— PROMPT 1 —
According to the passage on UK house prices, what is the average price of a home in the latest Halifax index?
— PROMPT 2 —
Pick up the passage on UK house prices after its final sentence and carry it forward.

(GIVEN TEXT begins)

The UK property market remains strong compared with pre-pandemic levels, with house prices continuing to be supported by high buyer demand.
The latest house price index from Halifax, which measures house prices based on mortgaged sales, shows that values rose by 2.9% in the year to February, leaving annual growth unchanged from January’s figures. This brings the average price of a home to £298,602.
The data does not take into account cash purchases – which have been reported to have increased over recent years due to rising mortgage rates – but presents a broad picture of housing market performance.
While the latest results from Halifax show a slight slow-down month-on-month, they are in contrast to Nationwide’s latest index which recorded price growth of 0.4% since the previous month.
A range of factors are influencing house prices at the moment. Buyer demand is strong, and more sellers have also been coming to market than this time last year, boosting overall transaction numbers. Upcoming stamp duty changes are also believed to have spurred on many buyers, keen to get their purchases over the line before the threshold changes and tax costs increase.

(GIVEN TEXT ends)
(DATASET CONTENT begins)

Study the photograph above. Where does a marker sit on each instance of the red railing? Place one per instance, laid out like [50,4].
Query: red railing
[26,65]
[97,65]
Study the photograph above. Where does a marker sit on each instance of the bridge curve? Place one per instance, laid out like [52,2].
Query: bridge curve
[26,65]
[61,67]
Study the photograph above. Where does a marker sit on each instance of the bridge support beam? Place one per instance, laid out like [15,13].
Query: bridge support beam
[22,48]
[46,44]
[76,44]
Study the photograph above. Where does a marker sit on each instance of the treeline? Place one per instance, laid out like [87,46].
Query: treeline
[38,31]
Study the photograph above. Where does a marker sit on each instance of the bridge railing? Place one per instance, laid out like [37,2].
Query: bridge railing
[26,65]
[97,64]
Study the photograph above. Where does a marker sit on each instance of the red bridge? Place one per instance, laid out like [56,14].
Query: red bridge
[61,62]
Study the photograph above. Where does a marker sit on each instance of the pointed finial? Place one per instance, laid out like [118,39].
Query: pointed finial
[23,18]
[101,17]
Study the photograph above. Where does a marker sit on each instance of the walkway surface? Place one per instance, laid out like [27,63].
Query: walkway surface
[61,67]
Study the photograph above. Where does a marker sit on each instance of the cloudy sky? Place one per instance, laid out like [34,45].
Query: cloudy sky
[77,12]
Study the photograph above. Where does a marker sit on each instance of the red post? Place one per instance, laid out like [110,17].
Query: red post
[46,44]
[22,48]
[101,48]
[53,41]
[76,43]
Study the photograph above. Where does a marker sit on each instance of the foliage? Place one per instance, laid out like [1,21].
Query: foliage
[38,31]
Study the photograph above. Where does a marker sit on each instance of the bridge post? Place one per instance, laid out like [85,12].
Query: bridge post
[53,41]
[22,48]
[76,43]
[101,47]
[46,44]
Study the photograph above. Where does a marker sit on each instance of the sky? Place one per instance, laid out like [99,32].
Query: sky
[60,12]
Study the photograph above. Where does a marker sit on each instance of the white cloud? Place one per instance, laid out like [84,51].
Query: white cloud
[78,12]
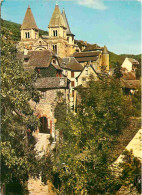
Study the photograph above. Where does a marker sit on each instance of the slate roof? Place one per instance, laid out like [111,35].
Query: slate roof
[133,61]
[51,83]
[66,23]
[29,21]
[130,84]
[86,56]
[105,51]
[72,64]
[57,19]
[92,47]
[129,75]
[40,58]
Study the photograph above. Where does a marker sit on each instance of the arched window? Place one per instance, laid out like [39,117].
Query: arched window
[44,125]
[55,33]
[27,34]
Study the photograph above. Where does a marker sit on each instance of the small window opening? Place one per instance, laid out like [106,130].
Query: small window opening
[55,33]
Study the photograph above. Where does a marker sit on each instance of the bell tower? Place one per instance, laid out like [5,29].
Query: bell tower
[105,58]
[57,27]
[29,29]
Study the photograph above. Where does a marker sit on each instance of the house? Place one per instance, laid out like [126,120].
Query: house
[129,82]
[130,64]
[60,39]
[72,68]
[50,82]
[98,57]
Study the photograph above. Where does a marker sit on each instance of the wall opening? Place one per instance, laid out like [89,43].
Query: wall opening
[44,125]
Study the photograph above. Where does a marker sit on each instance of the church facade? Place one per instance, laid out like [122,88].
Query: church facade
[61,63]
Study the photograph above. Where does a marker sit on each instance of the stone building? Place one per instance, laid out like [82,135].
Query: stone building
[50,82]
[130,64]
[60,39]
[61,63]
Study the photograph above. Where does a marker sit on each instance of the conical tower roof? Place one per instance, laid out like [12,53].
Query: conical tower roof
[29,21]
[57,19]
[66,22]
[105,51]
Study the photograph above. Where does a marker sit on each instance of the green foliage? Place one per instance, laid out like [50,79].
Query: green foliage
[136,102]
[48,72]
[14,29]
[131,171]
[117,70]
[17,154]
[115,58]
[82,160]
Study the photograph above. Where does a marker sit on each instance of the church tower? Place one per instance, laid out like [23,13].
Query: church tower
[105,58]
[70,36]
[29,29]
[57,27]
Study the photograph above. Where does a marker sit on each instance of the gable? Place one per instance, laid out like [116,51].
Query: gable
[40,42]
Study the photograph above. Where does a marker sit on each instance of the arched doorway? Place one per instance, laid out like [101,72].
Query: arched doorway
[44,125]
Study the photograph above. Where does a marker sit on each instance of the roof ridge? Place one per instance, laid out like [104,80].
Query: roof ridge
[29,21]
[57,18]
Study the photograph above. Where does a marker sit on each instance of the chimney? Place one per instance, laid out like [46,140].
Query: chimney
[25,52]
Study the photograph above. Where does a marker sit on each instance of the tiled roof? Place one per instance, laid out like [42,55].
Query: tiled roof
[87,59]
[72,63]
[105,51]
[129,75]
[51,83]
[57,18]
[66,23]
[133,61]
[39,59]
[29,21]
[86,54]
[92,47]
[130,84]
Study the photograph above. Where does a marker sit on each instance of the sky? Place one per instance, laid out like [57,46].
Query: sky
[114,23]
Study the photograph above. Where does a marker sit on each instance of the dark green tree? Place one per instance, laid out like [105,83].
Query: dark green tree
[131,171]
[17,155]
[82,161]
[117,70]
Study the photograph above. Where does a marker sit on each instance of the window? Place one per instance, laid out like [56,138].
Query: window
[72,74]
[27,34]
[26,59]
[86,71]
[43,95]
[55,48]
[72,83]
[72,93]
[55,33]
[54,61]
[44,125]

(DATASET CONTENT ends)

— WRITTEN REPLY 1 —
£298,602

— WRITTEN REPLY 2 —
While mortgage rates are lower than they were this time last year, they haven’t dropped to the extent that many had hoped – although with most analysts expecting further interest rate cuts by the Bank of England over the course of this year, mortgage rates are expected to see further falls.
Housing market resilience
The UK property market is always varied across different locations when it comes to house prices and transactions, influenced by many of the factors above. When affordability is more stretched, for example, the more affordable pockets and property types tend to see greater acceleration.
The most resilient part of the housing market for some time, overall, has been the North of England, where prices have increased at the fastest rate over recent years. In Halifax’s latest research, Yorkshire and the Humber recorded the strongest house price growth in England, with a 4.1% rise. This brings the average property price in the region to £216,130.
UK-wide, Northern Ireland remains the strongest segment with a 5.9% annual price increase in February, according to Halifax. Meanwhile, London achieved annual growth in house prices of 1.6%, below the UK average. Properties there come in at £545,183, making it the most expensive place to buy.
House prices eased for first-time buyers
The research found that house prices for first-time buyers increased by an average of 2.4%, which is down on the previous month. This could be linked to the upcoming stamp duty change, which will see the threshold for first-time buyer relief lowered to £300,000, from its current level of £425,000.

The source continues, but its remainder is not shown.